WORK REQUEST:
Go to the line below containing "For every instance of the dark shadow" and print exactly from there through the line containing "For every instance of the dusty", both included. Print nothing else.

MATERIAL PROVIDED:
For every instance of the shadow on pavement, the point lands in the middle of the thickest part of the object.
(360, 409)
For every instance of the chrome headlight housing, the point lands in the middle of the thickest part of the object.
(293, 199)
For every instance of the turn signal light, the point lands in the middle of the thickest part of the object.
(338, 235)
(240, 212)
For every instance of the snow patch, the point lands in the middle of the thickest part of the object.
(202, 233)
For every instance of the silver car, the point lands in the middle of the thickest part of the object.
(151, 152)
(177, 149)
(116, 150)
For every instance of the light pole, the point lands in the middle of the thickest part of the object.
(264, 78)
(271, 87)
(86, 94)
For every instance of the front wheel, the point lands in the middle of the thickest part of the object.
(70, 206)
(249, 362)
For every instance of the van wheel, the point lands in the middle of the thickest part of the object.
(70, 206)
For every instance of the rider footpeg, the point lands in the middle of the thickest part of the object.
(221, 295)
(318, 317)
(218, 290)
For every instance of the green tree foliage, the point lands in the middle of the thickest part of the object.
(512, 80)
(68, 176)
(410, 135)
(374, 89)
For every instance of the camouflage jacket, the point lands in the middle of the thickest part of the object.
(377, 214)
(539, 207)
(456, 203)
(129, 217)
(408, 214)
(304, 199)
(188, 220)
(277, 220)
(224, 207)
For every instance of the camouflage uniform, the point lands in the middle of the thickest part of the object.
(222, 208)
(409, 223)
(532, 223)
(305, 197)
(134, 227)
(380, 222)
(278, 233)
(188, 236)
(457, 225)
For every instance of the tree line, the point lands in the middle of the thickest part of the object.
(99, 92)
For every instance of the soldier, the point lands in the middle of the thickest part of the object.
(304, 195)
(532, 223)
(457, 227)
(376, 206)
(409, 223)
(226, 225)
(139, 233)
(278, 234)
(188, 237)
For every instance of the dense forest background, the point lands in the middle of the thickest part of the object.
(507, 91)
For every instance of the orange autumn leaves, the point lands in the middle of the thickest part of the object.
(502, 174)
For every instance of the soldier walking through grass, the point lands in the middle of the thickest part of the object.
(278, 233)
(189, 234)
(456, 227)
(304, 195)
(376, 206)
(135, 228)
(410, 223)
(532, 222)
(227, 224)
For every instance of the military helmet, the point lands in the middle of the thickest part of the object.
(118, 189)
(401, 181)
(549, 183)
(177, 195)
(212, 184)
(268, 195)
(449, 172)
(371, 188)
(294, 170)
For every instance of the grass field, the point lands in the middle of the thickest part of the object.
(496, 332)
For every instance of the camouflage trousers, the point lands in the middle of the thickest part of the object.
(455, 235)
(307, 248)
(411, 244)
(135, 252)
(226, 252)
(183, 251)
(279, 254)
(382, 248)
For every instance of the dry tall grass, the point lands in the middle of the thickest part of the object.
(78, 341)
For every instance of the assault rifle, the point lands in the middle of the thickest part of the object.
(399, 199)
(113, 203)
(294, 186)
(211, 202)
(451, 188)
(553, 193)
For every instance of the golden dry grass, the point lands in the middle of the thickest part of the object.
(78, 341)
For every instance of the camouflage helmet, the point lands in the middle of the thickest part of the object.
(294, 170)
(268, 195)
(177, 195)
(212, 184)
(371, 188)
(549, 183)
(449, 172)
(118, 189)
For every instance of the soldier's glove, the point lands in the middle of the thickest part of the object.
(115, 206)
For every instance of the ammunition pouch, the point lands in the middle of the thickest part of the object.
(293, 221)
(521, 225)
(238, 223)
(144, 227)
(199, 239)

...

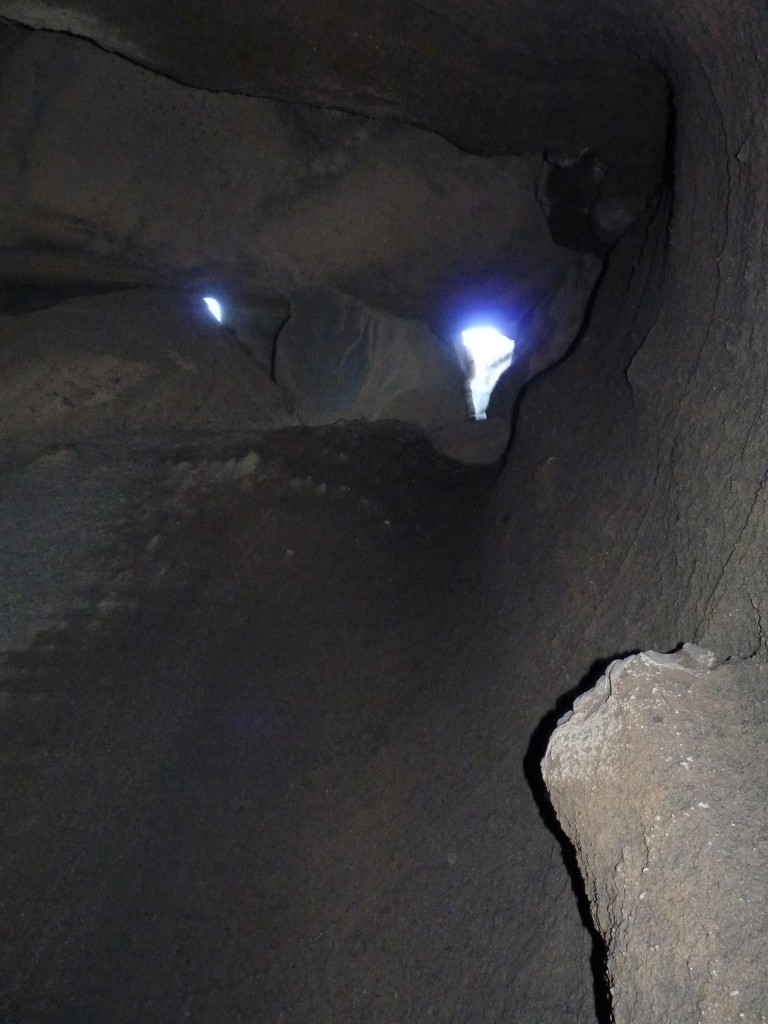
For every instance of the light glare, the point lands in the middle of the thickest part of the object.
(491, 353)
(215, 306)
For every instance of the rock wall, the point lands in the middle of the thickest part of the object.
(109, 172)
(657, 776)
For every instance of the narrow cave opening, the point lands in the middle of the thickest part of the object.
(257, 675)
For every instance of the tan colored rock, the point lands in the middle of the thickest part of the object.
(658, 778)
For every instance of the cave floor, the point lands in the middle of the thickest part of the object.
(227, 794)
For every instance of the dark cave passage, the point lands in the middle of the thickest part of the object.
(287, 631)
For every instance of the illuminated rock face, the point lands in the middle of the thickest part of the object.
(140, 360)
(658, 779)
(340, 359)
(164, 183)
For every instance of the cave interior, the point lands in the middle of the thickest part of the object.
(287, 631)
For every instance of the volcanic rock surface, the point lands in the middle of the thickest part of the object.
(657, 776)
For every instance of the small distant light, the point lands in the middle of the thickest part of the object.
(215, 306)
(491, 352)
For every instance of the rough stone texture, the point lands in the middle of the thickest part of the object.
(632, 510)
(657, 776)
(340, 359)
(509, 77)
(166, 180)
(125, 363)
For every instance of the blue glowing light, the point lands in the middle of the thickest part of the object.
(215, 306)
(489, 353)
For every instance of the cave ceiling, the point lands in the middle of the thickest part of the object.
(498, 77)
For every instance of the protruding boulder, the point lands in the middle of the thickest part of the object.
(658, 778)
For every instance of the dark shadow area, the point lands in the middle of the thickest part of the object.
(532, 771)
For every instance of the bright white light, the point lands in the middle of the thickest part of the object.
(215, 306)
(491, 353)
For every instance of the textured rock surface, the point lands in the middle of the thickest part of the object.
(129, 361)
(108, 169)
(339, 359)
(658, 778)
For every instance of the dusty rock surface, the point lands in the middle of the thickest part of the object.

ANSWER SPACE:
For every instance of the dark shadow area, the point lands in the middle of the thickest part of the object.
(532, 771)
For every instance of the bright white light, the point lands in the middle of the thickest part of the object.
(215, 306)
(491, 353)
For every instance of the textured rock surface, the point lands in the middle of the thickest part of the object.
(129, 361)
(108, 169)
(339, 359)
(658, 778)
For every instance of the dusty rock surface, the point lands in the middle of the thickest part of the object.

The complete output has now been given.